What you need to do: Present an exact copy of each line below.

**** Source data ****

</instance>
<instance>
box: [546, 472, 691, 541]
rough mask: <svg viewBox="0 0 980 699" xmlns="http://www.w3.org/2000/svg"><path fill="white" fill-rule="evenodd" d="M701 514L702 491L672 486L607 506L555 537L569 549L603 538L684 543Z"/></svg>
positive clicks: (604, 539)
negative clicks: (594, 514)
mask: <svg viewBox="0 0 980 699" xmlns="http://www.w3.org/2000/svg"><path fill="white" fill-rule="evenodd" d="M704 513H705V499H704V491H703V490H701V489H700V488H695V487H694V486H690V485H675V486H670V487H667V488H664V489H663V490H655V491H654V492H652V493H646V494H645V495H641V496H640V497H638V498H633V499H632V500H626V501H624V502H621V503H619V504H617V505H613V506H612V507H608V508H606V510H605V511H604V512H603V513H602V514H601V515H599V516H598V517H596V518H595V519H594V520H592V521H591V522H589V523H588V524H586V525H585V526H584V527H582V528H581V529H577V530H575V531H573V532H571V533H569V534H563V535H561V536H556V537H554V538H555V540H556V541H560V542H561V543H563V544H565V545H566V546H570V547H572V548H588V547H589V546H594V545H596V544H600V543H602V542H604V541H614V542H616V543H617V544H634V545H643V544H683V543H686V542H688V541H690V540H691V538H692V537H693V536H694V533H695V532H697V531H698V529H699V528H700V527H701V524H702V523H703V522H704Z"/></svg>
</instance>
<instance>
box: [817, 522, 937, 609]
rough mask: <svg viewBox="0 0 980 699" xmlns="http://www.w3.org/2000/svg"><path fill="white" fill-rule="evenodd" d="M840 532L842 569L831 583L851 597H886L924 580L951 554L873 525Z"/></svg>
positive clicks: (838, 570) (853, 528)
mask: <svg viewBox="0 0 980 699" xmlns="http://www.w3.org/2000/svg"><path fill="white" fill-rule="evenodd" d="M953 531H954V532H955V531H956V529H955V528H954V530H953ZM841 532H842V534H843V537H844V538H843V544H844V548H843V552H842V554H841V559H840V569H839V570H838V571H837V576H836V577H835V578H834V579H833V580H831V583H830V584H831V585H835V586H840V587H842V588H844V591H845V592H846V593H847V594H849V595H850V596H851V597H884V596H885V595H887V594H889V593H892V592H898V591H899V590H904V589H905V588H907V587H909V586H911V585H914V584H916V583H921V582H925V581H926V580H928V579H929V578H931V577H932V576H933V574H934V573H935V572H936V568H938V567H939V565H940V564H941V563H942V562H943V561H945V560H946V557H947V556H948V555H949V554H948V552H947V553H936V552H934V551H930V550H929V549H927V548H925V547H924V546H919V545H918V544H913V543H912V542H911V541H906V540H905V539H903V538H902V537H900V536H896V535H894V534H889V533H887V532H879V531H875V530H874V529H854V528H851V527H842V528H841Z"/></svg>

****

Output of the task:
</instance>
<instance>
box: [546, 472, 691, 541]
rough mask: <svg viewBox="0 0 980 699" xmlns="http://www.w3.org/2000/svg"><path fill="white" fill-rule="evenodd" d="M701 514L702 491L672 486L607 506L555 537L569 549L603 538L684 543Z"/></svg>
positive clicks: (604, 539)
negative clicks: (594, 514)
mask: <svg viewBox="0 0 980 699" xmlns="http://www.w3.org/2000/svg"><path fill="white" fill-rule="evenodd" d="M704 513H705V499H704V491H703V490H701V489H700V488H695V487H694V486H690V485H675V486H670V487H667V488H664V489H663V490H655V491H654V492H652V493H646V494H645V495H641V496H640V497H638V498H633V499H632V500H626V501H624V502H621V503H619V504H617V505H613V506H612V507H608V508H606V510H605V511H604V512H603V513H602V514H601V515H599V516H598V517H596V518H595V519H594V520H592V521H591V522H589V523H588V524H586V525H585V526H584V527H582V528H581V529H577V530H575V531H573V532H571V533H569V534H563V535H561V536H556V537H554V538H555V540H556V541H560V542H561V543H563V544H565V545H566V546H570V547H572V548H588V547H589V546H594V545H596V544H600V543H602V542H604V541H614V542H616V543H617V544H634V545H643V544H683V543H686V542H688V541H690V540H691V538H692V537H693V536H694V533H695V532H697V531H698V529H699V528H700V527H701V524H702V523H703V522H704Z"/></svg>
</instance>
<instance>
box: [817, 522, 937, 609]
rough mask: <svg viewBox="0 0 980 699" xmlns="http://www.w3.org/2000/svg"><path fill="white" fill-rule="evenodd" d="M840 532L842 569L831 583L851 597H886L924 580L951 554L873 525Z"/></svg>
positive clicks: (838, 570) (853, 528)
mask: <svg viewBox="0 0 980 699" xmlns="http://www.w3.org/2000/svg"><path fill="white" fill-rule="evenodd" d="M953 531H954V532H955V531H956V529H955V528H954V530H953ZM841 532H842V534H843V537H844V538H843V544H844V548H843V552H842V554H841V559H840V569H839V570H838V571H837V576H836V577H835V578H834V579H833V580H831V583H830V584H831V585H835V586H840V587H842V588H844V591H845V592H846V593H847V594H849V595H850V596H851V597H884V596H885V595H887V594H889V593H892V592H898V591H899V590H904V589H905V588H907V587H909V586H911V585H914V584H916V583H921V582H925V581H926V580H928V579H929V578H931V577H932V576H933V574H934V573H935V572H936V568H938V567H939V565H940V564H941V563H942V562H943V561H945V560H946V557H947V556H948V555H949V554H948V552H947V553H936V552H934V551H930V550H929V549H927V548H925V547H924V546H919V545H918V544H913V543H912V542H911V541H906V540H905V539H903V538H902V537H900V536H896V535H894V534H889V533H887V532H879V531H875V530H874V529H854V528H851V527H842V528H841Z"/></svg>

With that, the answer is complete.